— TASK DATA —
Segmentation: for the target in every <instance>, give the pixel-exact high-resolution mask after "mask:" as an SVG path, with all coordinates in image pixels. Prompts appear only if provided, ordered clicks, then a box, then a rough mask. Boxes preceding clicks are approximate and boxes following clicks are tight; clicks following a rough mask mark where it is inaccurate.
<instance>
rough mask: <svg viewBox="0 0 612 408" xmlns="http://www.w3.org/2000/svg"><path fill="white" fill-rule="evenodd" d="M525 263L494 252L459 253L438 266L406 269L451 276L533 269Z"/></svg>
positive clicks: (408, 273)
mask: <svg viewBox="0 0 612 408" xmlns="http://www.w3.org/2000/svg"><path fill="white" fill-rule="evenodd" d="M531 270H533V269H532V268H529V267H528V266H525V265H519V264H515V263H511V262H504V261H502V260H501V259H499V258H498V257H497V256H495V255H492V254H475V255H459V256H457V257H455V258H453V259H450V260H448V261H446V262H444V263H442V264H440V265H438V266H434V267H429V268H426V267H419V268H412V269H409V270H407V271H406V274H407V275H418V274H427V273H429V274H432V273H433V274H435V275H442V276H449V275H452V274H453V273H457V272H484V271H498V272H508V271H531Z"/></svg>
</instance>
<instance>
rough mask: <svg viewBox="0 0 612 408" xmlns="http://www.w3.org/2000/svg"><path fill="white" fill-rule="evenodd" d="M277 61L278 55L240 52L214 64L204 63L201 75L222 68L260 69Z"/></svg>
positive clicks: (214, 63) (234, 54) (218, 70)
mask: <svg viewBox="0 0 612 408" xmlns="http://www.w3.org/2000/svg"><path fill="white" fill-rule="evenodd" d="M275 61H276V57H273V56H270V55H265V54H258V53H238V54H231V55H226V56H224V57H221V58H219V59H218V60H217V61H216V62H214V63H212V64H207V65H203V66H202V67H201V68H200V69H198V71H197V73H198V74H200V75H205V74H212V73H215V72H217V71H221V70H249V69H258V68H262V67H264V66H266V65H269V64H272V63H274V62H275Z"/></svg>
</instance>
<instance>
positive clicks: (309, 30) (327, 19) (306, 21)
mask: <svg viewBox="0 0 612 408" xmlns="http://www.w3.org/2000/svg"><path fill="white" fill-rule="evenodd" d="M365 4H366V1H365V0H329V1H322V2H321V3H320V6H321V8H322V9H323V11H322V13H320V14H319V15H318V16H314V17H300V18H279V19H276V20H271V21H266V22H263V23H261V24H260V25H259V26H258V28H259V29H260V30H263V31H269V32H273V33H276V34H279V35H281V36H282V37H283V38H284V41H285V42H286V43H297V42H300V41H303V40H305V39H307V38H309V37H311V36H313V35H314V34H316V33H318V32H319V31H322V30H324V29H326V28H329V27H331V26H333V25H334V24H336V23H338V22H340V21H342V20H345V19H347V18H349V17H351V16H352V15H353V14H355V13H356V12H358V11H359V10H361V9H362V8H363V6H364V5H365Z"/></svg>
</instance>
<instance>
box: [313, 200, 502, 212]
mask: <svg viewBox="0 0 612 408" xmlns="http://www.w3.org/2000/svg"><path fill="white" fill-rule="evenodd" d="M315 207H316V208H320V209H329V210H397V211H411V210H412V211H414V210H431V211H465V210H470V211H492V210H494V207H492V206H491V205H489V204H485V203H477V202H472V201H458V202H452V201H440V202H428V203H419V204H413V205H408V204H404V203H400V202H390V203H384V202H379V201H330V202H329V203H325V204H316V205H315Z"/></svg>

— YOUR TASK —
Hand back the whole listing, exactly as it is.

— EXERCISE ANSWER —
Segmentation: for the target in every <instance>, give the pixel-exact high-resolution mask after "mask:" as an SVG path, with all coordinates in image pixels. Prompts appear only if provided, ordered clicks, then a box, then a rough mask. Boxes preceding clicks are approximate and boxes following clicks are tight; clicks following a rough mask mark where it is inaccurate.
<instance>
rough mask: <svg viewBox="0 0 612 408" xmlns="http://www.w3.org/2000/svg"><path fill="white" fill-rule="evenodd" d="M525 263L494 252L459 253L438 266L406 269L451 276L533 269Z"/></svg>
positive clicks: (408, 273)
mask: <svg viewBox="0 0 612 408" xmlns="http://www.w3.org/2000/svg"><path fill="white" fill-rule="evenodd" d="M531 270H533V269H532V268H529V267H528V266H525V265H519V264H515V263H511V262H504V261H502V260H501V259H499V258H498V257H497V256H495V255H492V254H475V255H459V256H457V257H455V258H453V259H450V260H448V261H446V262H444V263H442V264H440V265H438V266H434V267H429V268H426V267H419V268H412V269H409V270H407V271H406V274H407V275H418V274H427V273H429V274H432V273H433V274H435V275H442V276H449V275H452V274H453V273H457V272H484V271H498V272H508V271H531Z"/></svg>
</instance>
<instance>
rough mask: <svg viewBox="0 0 612 408" xmlns="http://www.w3.org/2000/svg"><path fill="white" fill-rule="evenodd" d="M277 61L278 55L240 52L214 64L204 63L201 75L222 68L260 69Z"/></svg>
positive clicks: (214, 63) (234, 54) (218, 70)
mask: <svg viewBox="0 0 612 408" xmlns="http://www.w3.org/2000/svg"><path fill="white" fill-rule="evenodd" d="M275 61H276V57H273V56H270V55H265V54H258V53H238V54H231V55H226V56H224V57H221V58H219V59H218V60H217V61H216V62H214V63H212V64H207V65H203V66H202V67H201V68H200V69H198V71H197V73H198V74H200V75H205V74H212V73H215V72H217V71H221V70H249V69H258V68H262V67H264V66H266V65H269V64H272V63H274V62H275Z"/></svg>
</instance>
<instance>
positive clicks: (309, 30) (327, 19) (306, 21)
mask: <svg viewBox="0 0 612 408" xmlns="http://www.w3.org/2000/svg"><path fill="white" fill-rule="evenodd" d="M365 4H366V1H365V0H329V1H322V2H321V3H320V6H321V8H322V9H323V11H322V13H320V14H319V15H318V16H314V17H300V18H279V19H276V20H271V21H266V22H263V23H261V24H260V25H259V26H258V28H259V29H260V30H263V31H269V32H273V33H276V34H279V35H281V36H282V37H283V38H284V41H285V42H286V43H297V42H300V41H303V40H305V39H307V38H309V37H311V36H313V35H314V34H316V33H318V32H319V31H322V30H324V29H326V28H329V27H331V26H333V25H334V24H336V23H338V22H340V21H342V20H345V19H347V18H349V17H351V16H352V15H353V14H355V13H356V12H358V11H359V10H361V9H362V8H363V6H364V5H365Z"/></svg>
</instance>
<instance>
box: [313, 200, 502, 212]
mask: <svg viewBox="0 0 612 408" xmlns="http://www.w3.org/2000/svg"><path fill="white" fill-rule="evenodd" d="M315 207H316V208H320V209H329V210H397V211H411V210H412V211H414V210H431V211H465V210H470V211H492V210H494V207H492V206H491V205H489V204H485V203H477V202H472V201H458V202H452V201H440V202H428V203H419V204H413V205H408V204H404V203H400V202H390V203H384V202H379V201H330V202H329V203H325V204H316V205H315Z"/></svg>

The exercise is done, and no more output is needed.